#### Records supplied:

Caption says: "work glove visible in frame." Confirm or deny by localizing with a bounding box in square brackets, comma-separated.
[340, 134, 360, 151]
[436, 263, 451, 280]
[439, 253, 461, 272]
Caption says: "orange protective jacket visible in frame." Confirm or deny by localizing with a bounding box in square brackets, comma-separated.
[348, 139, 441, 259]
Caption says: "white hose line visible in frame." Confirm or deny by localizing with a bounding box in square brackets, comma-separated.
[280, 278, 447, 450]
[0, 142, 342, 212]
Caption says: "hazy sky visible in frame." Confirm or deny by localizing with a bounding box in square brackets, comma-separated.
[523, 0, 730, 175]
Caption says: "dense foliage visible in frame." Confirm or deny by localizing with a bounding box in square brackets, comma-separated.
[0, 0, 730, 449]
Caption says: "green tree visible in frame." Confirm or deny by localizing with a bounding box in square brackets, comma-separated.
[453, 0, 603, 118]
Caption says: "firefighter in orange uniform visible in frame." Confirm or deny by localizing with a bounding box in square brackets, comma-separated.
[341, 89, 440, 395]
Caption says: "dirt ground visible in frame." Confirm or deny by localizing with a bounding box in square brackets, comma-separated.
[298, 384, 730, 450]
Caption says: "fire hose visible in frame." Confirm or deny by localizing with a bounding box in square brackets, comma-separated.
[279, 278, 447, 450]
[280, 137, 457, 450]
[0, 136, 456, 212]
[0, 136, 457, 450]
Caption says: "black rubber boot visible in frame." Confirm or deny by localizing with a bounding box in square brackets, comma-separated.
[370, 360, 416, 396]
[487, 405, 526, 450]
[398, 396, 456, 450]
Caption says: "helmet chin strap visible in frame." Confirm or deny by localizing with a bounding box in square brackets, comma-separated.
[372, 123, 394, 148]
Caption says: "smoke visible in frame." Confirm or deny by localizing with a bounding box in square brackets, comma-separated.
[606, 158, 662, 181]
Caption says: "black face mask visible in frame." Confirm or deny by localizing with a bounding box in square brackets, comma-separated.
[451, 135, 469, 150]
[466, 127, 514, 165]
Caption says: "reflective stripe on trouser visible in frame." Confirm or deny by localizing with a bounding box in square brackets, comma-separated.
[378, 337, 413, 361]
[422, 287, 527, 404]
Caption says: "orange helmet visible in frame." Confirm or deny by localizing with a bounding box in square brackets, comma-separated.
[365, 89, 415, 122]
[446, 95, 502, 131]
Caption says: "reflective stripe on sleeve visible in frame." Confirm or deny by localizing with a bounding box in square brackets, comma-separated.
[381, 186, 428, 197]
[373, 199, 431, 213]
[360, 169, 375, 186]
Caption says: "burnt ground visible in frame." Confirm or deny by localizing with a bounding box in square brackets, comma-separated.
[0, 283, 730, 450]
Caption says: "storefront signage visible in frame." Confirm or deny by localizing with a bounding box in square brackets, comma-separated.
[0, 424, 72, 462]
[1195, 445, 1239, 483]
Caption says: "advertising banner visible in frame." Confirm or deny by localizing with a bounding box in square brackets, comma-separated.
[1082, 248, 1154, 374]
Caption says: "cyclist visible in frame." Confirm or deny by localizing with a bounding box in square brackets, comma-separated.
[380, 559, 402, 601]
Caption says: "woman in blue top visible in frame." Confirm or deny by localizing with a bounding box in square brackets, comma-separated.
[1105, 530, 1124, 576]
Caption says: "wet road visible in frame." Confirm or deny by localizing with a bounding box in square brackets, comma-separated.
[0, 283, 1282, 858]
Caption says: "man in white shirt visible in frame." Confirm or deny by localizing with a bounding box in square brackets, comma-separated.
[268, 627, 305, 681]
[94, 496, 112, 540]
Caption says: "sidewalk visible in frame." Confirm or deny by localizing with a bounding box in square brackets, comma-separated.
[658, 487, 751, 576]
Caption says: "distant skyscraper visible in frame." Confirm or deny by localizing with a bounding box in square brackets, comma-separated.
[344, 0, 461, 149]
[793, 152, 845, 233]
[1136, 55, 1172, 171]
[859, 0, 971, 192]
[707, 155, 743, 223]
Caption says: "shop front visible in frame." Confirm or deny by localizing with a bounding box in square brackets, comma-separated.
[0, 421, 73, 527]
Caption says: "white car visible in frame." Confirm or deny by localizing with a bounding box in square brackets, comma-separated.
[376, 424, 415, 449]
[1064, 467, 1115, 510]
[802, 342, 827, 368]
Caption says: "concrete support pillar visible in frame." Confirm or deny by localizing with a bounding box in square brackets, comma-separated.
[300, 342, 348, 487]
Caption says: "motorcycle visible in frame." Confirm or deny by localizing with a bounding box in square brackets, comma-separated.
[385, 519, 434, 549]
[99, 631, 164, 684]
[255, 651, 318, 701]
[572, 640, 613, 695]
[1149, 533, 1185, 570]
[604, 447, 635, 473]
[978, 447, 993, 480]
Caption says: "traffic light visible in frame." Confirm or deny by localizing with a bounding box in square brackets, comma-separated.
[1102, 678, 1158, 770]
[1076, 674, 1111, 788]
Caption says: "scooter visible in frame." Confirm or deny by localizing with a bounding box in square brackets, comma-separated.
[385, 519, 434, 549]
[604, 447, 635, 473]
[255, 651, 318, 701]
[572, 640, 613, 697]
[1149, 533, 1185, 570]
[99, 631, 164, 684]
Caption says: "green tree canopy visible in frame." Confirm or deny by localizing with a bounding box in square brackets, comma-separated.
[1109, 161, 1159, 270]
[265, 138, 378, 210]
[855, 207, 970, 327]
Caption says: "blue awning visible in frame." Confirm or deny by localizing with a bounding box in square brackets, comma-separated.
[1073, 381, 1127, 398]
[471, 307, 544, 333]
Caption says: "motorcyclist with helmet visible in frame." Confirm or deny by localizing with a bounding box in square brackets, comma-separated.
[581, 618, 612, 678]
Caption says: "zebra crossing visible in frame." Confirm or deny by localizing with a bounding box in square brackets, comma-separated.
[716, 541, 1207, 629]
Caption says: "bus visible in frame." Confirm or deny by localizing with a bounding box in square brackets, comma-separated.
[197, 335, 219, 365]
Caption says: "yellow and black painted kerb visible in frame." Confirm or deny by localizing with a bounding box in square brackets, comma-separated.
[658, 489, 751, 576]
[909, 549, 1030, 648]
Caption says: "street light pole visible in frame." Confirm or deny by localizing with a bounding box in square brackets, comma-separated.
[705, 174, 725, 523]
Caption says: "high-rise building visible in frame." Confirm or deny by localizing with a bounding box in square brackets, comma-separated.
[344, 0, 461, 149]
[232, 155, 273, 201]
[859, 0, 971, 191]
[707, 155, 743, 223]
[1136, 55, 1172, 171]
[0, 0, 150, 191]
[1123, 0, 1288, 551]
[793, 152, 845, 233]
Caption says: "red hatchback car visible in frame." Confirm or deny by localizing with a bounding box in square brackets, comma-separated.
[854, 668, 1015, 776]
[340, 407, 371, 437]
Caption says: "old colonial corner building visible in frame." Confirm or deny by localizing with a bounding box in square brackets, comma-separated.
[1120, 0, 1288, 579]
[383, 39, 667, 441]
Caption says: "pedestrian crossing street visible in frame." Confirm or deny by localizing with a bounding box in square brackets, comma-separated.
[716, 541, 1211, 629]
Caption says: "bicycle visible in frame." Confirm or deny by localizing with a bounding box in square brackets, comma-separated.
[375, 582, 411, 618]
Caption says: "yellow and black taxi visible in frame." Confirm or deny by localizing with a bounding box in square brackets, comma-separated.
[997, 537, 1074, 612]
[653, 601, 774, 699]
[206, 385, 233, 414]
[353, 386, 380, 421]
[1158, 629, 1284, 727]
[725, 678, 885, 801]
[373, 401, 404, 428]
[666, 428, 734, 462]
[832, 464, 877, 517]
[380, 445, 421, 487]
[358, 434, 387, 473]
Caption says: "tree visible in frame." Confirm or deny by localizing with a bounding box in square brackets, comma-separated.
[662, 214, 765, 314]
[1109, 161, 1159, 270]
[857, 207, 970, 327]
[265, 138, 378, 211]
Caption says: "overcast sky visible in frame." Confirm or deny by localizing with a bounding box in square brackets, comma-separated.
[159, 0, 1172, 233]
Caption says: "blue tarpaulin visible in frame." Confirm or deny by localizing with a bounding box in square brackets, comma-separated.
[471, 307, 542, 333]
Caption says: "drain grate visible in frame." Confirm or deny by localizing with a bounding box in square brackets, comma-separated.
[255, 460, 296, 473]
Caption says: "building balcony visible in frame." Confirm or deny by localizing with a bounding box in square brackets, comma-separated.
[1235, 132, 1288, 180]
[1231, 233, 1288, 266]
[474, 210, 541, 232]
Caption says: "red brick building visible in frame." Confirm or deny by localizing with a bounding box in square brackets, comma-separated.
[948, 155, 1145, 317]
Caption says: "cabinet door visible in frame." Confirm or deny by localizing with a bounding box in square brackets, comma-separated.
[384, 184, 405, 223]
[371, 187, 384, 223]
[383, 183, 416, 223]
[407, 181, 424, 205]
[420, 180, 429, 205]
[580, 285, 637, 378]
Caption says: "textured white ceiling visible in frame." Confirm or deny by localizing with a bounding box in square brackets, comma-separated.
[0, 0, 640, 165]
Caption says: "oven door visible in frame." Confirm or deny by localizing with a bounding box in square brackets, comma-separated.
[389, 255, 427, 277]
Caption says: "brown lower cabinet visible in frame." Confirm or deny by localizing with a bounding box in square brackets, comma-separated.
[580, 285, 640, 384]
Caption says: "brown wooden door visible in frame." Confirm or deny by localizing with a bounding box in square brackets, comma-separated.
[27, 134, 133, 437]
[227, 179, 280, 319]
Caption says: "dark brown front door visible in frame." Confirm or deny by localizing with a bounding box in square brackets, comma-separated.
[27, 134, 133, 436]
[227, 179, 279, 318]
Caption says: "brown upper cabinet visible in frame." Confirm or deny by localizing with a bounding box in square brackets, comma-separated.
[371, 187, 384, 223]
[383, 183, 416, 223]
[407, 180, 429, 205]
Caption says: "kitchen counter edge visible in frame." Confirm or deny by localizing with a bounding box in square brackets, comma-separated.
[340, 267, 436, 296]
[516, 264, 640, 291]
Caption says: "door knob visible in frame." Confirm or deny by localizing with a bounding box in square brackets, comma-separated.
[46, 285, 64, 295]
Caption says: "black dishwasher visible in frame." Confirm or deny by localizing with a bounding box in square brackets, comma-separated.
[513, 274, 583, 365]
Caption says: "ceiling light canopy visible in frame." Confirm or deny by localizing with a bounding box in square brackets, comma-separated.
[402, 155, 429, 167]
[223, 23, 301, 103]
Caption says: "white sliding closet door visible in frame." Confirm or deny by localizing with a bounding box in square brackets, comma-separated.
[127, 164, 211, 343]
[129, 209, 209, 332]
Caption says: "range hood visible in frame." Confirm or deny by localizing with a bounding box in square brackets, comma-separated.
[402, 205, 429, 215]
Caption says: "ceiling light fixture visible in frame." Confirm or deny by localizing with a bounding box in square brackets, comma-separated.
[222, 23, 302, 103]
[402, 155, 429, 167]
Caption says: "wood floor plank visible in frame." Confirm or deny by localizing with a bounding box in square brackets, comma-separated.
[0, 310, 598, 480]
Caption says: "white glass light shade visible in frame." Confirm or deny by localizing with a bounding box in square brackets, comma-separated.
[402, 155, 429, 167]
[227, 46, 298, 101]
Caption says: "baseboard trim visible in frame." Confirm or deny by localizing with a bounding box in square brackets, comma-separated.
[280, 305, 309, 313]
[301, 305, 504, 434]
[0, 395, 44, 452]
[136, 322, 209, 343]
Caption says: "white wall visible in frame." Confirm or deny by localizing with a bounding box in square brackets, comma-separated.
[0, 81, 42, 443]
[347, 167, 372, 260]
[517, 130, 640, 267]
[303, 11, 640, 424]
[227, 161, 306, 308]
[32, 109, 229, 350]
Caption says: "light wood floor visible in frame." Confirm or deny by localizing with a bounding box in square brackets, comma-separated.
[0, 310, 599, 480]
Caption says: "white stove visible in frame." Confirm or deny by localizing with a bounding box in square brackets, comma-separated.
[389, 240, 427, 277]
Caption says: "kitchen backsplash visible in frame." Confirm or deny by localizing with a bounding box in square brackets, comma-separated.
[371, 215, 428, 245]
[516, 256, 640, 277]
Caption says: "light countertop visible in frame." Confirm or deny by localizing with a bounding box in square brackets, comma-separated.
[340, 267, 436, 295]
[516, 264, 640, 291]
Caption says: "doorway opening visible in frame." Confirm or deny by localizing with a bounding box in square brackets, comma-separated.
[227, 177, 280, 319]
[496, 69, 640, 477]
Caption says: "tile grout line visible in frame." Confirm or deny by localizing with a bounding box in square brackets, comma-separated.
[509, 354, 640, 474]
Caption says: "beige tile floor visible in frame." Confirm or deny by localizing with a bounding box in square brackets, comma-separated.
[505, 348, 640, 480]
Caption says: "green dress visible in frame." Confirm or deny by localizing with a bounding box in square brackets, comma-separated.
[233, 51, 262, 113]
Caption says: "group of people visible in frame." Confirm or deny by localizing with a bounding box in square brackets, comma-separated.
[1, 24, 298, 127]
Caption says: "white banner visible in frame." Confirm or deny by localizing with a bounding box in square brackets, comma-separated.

#### Request:
Reproduce the records verbatim, from their beginning up to and including the line that contains "[523, 0, 730, 175]".

#### Finished answer:
Caption says: "work glove visible in frame." Confirm or deny by localizing with a bounding box in square brackets, comma-separated.
[340, 134, 360, 151]
[436, 263, 451, 280]
[439, 253, 461, 272]
Caption says: "orange protective jacket visible in frame." Confirm or deny by localizing with a bounding box in square brackets, comma-separated.
[348, 139, 441, 259]
Caption says: "white hose line visible in frame." Confirm or deny by localizing with a bounding box in square brackets, comma-separated.
[280, 278, 447, 450]
[0, 142, 342, 212]
Caption says: "hazy sky visible in frame." Confirm or deny by localizing with a bounding box in square brackets, comma-separated.
[523, 0, 730, 175]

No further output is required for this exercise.